*Task goal*. Quote the entries in full, character for character, without their images.

[Items from a dataset]
* begin *

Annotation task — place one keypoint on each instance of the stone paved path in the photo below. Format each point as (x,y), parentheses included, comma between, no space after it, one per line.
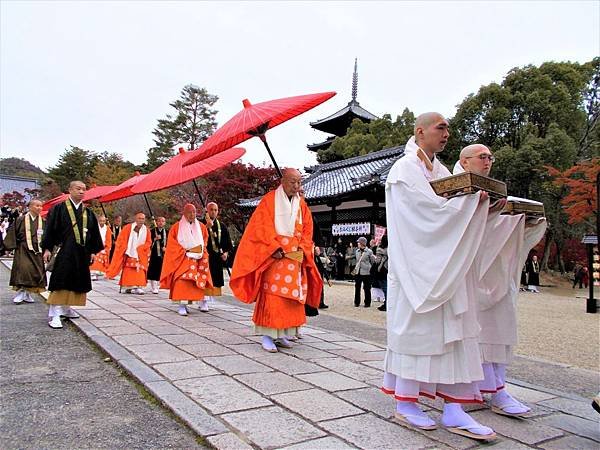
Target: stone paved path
(323,394)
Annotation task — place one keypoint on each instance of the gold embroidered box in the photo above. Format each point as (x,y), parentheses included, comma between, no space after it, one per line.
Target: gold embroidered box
(530,208)
(468,183)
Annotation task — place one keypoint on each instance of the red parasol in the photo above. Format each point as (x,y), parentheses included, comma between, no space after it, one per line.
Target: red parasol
(95,192)
(91,194)
(173,171)
(124,190)
(255,120)
(53,201)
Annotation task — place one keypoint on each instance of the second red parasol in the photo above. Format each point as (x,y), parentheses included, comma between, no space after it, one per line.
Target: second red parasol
(255,120)
(173,171)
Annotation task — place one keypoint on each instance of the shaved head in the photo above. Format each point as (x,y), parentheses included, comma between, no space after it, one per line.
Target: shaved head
(212,210)
(35,207)
(471,159)
(189,212)
(189,207)
(426,119)
(473,149)
(77,190)
(431,133)
(140,219)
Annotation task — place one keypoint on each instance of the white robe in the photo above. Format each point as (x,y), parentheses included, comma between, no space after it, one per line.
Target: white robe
(498,265)
(431,327)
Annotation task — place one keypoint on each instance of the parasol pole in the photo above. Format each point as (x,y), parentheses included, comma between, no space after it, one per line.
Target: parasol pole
(264,139)
(198,191)
(150,210)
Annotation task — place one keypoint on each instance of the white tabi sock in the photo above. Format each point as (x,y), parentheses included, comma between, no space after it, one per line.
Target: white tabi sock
(54,310)
(454,417)
(508,403)
(413,414)
(268,344)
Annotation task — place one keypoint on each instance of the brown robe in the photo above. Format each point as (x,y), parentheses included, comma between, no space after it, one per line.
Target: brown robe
(28,270)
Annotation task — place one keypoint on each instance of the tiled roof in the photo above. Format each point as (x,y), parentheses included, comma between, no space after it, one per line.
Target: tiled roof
(353,108)
(343,177)
(321,145)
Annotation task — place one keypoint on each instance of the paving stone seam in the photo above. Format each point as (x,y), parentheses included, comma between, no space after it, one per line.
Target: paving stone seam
(138,375)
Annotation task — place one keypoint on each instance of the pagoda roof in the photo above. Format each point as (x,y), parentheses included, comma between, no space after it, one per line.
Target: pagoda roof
(338,122)
(340,178)
(321,145)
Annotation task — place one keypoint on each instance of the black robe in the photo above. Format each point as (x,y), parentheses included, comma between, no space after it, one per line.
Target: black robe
(533,273)
(28,266)
(221,246)
(72,266)
(157,252)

* end *

*Full answer*.
Annotation task — place one keypoint on each instance of the stone paved path in the photo below. Format each point as (x,y), parentheses included, comma between, no space after it, one per line.
Target: stone paved path
(323,394)
Annotation task — place one keypoint on each instance of the gold embroidered box in the photo above. Format each point as (x,y), parentheses included, comma between, no space after it, one per line.
Target: gold embroidered box
(530,208)
(468,183)
Annotation task — place one keypoint on each instance of the red parasol in the photo above. Format each point as (x,y), parentheses included, comma between, no space after it, one per line.
Target: red parasol
(95,192)
(91,194)
(173,171)
(124,190)
(255,120)
(53,201)
Annotation task — place one keypoint on each instance of the second red parasol in the photo above. Format each point as (x,y), parentheses included, comma between, no space after it, one per line.
Target: second red parasol
(255,120)
(173,171)
Annotation task — place one keypoint on each instance of the shaved head in the photo above. Format each point as (x,y), parentheses included, comma between, no space after it, one per line.
Target: shaved head
(212,210)
(35,207)
(471,159)
(189,212)
(189,207)
(426,119)
(473,149)
(77,190)
(431,133)
(140,219)
Annotation task — place one keypoint on each instance of the white robe in the photo above. Format each point as (x,y), parentheses included, comma between, no space after it, one per line.
Target: white robe
(498,265)
(431,327)
Annotation task — place one keypoint on each instance of the parasol pole in the photo above. Format each point as (x,y), parentheses included, comma between, no space after it, one per line.
Target: parasol pole
(264,139)
(198,191)
(150,210)
Annotation task — place one keypoint on each instance of the white tabi sock in the photo above. Format each point as (x,y), parentheses included, comma between, no space after it, one per line.
Target: white tabi sock
(54,310)
(454,417)
(508,403)
(413,414)
(268,344)
Annotation task — place one keypoint on each instance of the brown robe in the photo above. Format each point as (x,y), parentheses included, comma between, no space after it, one per line.
Target: brown robe
(28,270)
Annotation task — place one keypoint on each instance of the tiled roof in the photo above. Format each point as (x,y), parentheses included, comma between, no space after it, one per line.
Target: tiled roof
(353,108)
(343,177)
(321,145)
Annotation task — place one keypoint on each instance of the paving stone seam in the photo above. Format each point as (x,y), parentheses included, comma between, no space after it, one per line.
Target: paving stone seam
(138,375)
Annotation task — place one keypoint on each instance of the pagoda roof in the photo above. Format each point as (x,y), parentheses included, comma between, no space after it, one per line.
Target: pagoda roof
(338,122)
(340,178)
(321,145)
Annotation task — place one keypoint on each instance of the black robe in the photo above. Format each point as (x,y), parentheses included, comma between, no space after it, one per line.
Target: black robe
(533,273)
(28,266)
(221,246)
(72,266)
(157,252)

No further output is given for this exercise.